■ AUSGANGSMATERIAL:
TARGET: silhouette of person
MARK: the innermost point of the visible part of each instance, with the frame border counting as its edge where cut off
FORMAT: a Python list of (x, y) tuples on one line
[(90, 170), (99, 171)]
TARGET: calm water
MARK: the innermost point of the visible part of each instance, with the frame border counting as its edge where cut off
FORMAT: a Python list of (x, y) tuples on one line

---

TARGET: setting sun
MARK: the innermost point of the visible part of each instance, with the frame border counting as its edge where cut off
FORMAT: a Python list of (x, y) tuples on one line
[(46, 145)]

■ AUFGABENSTELLUNG: Schreiben Sie die Zeilen unverändert ab, beginnend mit der Zeile, die „TARGET: setting sun“ enthält. Hören Sie nach der Zeile auf, die „[(46, 145)]“ enthält, und nehmen Sie beide Zeilen mit auf.

■ AUSGABE:
TARGET: setting sun
MARK: the innermost point of the visible part of each instance, with the frame border counting as its edge where cut off
FORMAT: a Python list of (x, y) tuples on one line
[(46, 145)]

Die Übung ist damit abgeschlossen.